==== SUPPLIED DATA ====

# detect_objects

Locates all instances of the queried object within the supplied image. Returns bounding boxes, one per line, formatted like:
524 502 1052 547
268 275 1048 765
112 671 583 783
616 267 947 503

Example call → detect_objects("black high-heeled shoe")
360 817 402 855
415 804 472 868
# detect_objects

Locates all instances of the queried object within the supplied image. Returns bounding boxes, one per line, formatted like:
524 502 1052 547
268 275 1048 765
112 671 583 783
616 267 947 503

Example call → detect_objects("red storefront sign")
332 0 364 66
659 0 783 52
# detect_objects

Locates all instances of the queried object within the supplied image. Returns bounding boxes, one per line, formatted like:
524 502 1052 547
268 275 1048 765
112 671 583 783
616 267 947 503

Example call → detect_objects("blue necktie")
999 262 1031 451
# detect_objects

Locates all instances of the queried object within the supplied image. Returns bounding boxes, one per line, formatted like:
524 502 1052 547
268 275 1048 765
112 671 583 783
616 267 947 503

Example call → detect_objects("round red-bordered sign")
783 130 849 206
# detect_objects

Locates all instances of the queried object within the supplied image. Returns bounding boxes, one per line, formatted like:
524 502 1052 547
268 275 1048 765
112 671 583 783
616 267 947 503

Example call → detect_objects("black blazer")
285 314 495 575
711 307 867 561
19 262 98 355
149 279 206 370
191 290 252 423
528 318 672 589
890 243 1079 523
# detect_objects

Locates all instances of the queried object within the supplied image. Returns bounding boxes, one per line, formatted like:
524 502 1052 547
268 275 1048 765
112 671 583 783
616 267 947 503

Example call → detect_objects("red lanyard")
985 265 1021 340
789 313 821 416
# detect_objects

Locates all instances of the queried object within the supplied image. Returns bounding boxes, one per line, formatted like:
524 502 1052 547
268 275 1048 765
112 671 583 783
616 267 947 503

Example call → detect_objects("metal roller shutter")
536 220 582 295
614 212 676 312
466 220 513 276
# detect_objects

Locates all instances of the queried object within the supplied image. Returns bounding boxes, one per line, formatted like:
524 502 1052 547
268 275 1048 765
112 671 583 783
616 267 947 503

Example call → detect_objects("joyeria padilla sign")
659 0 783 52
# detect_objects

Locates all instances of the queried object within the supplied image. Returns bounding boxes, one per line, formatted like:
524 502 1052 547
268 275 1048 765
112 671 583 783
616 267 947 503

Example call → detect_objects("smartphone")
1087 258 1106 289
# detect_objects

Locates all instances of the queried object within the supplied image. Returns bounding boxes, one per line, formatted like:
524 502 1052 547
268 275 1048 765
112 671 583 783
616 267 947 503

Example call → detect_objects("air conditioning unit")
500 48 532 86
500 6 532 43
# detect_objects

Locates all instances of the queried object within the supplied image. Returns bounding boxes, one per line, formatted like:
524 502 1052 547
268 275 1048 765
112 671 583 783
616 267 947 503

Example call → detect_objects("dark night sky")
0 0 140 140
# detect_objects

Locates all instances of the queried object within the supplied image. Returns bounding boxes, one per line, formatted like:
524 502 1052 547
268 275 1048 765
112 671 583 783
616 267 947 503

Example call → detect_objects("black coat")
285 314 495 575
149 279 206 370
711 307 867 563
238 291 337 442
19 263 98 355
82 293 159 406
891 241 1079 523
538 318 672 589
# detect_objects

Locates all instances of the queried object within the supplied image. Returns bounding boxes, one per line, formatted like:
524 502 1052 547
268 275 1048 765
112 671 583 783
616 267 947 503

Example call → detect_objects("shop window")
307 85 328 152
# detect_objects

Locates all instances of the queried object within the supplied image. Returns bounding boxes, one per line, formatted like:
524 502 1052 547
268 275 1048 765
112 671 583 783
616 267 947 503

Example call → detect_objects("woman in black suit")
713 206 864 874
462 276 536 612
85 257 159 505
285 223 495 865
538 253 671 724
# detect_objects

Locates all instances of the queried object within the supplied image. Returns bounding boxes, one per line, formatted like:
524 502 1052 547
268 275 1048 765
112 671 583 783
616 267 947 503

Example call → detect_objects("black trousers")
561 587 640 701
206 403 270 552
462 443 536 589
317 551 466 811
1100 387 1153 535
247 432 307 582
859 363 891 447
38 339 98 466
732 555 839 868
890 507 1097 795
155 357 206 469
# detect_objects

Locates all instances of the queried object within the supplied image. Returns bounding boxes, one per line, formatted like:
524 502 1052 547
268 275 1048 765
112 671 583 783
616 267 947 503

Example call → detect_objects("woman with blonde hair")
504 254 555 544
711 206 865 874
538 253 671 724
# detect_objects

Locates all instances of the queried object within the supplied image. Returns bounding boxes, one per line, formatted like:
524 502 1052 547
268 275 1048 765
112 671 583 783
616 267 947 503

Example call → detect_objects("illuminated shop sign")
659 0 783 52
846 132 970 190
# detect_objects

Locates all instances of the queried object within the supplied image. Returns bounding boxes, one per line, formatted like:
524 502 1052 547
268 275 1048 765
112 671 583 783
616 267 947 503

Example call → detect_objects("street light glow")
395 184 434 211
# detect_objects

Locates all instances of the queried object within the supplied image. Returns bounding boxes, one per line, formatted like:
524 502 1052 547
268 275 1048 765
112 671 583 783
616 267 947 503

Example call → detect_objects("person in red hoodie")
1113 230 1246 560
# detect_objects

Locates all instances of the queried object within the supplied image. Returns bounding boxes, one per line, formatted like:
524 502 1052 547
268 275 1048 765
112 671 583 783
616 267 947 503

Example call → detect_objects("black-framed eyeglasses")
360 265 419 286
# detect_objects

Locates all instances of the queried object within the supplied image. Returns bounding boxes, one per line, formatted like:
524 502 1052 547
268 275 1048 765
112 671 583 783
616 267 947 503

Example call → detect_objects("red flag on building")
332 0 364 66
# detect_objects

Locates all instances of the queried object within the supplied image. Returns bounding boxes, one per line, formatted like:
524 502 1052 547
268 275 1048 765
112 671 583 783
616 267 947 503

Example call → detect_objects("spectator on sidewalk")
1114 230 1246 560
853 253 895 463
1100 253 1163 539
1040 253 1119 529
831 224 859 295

====

:: SET TASK ::
Please copy the records word for word, starting at the very beginning of the records and ending with the line that contains "415 804 472 868", including that line.

:: FINISHED ANSWER ::
# detect_objects

Locates all instances of the queried object within the supplied image. Returns bounding boxes, one per line, formatted like:
524 502 1052 547
268 275 1048 765
112 671 583 783
616 267 947 503

Example call → detect_objects("black high-heeled shoe")
360 817 402 855
415 804 472 868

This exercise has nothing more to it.